>>>
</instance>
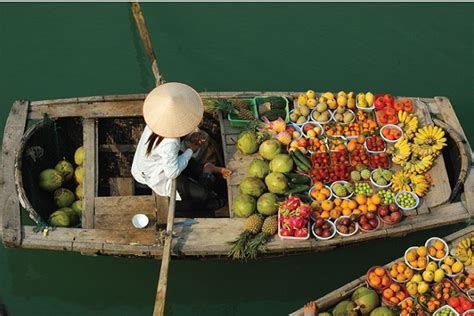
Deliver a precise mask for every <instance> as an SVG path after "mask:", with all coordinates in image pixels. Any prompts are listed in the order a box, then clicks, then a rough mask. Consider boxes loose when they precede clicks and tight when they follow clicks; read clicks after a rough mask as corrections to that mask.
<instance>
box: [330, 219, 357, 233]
mask: <svg viewBox="0 0 474 316" xmlns="http://www.w3.org/2000/svg"><path fill="white" fill-rule="evenodd" d="M343 218H350V216H341V217H339V218H338V219H336V220H335V221H334V226H336V232H337V233H338V235H340V236H343V237H350V236H353V235H355V234H357V232H358V231H359V223H357V222H354V224H355V227H356V229H354V231H353V232H352V233H350V234H343V233H341V232H340V231H338V230H337V223H338V222H339V221H340V220H341V219H343Z"/></svg>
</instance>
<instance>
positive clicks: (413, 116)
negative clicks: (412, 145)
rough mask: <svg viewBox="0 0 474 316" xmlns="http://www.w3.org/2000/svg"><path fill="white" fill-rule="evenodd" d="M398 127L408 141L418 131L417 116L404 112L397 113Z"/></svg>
mask: <svg viewBox="0 0 474 316" xmlns="http://www.w3.org/2000/svg"><path fill="white" fill-rule="evenodd" d="M397 116H398V122H399V123H398V126H400V127H401V128H402V130H403V133H404V135H405V136H406V137H407V138H408V139H409V140H410V139H412V138H413V137H414V136H415V133H416V130H417V129H418V116H416V115H415V114H413V113H408V112H405V111H398V114H397Z"/></svg>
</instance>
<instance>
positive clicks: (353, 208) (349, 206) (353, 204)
<<<
PROBLEM TO WORK ON: Render all of the material above as a JSON list of strings, one string per line, skipping blank lines and leaving out the pictures.

TASK OUTPUT:
[
  "</instance>",
  "Deliver a precise mask for every <instance> as an SVG path after \"mask:\", with all coordinates in image pixels. Any prompts are listed in the order a box, then clicks, then a rough mask. Consider boxes loose when they precede clicks and tight when they follow clicks; read clicks after a rough mask as corrections to that mask.",
  "<instance>",
  "box: [330, 219, 357, 233]",
  "mask: <svg viewBox=\"0 0 474 316\" xmlns=\"http://www.w3.org/2000/svg\"><path fill=\"white\" fill-rule=\"evenodd\" d=\"M343 218H350V216H341V217H339V218H338V219H336V220H335V221H334V226H336V232H337V233H338V235H340V236H343V237H350V236H353V235H355V234H357V232H358V231H359V223H357V222H354V224H355V227H356V229H354V231H353V232H352V233H350V234H343V233H341V232H340V231H338V230H337V223H338V222H339V221H340V220H341V219H343Z\"/></svg>",
  "</instance>",
  "<instance>",
  "positive clicks: (413, 116)",
  "negative clicks: (412, 145)",
  "rough mask: <svg viewBox=\"0 0 474 316\" xmlns=\"http://www.w3.org/2000/svg\"><path fill=\"white\" fill-rule=\"evenodd\" d=\"M398 127L408 141L418 131L417 116L404 112L397 113Z\"/></svg>",
  "mask: <svg viewBox=\"0 0 474 316\" xmlns=\"http://www.w3.org/2000/svg\"><path fill=\"white\" fill-rule=\"evenodd\" d=\"M397 116H398V122H399V123H398V126H400V127H401V128H402V130H403V133H404V135H405V136H406V137H407V138H408V139H409V140H410V139H412V138H413V137H414V136H415V133H416V130H417V129H418V116H416V115H415V114H413V113H408V112H405V111H398V114H397Z\"/></svg>",
  "</instance>",
  "<instance>",
  "positive clicks: (353, 208) (349, 206) (353, 204)"
]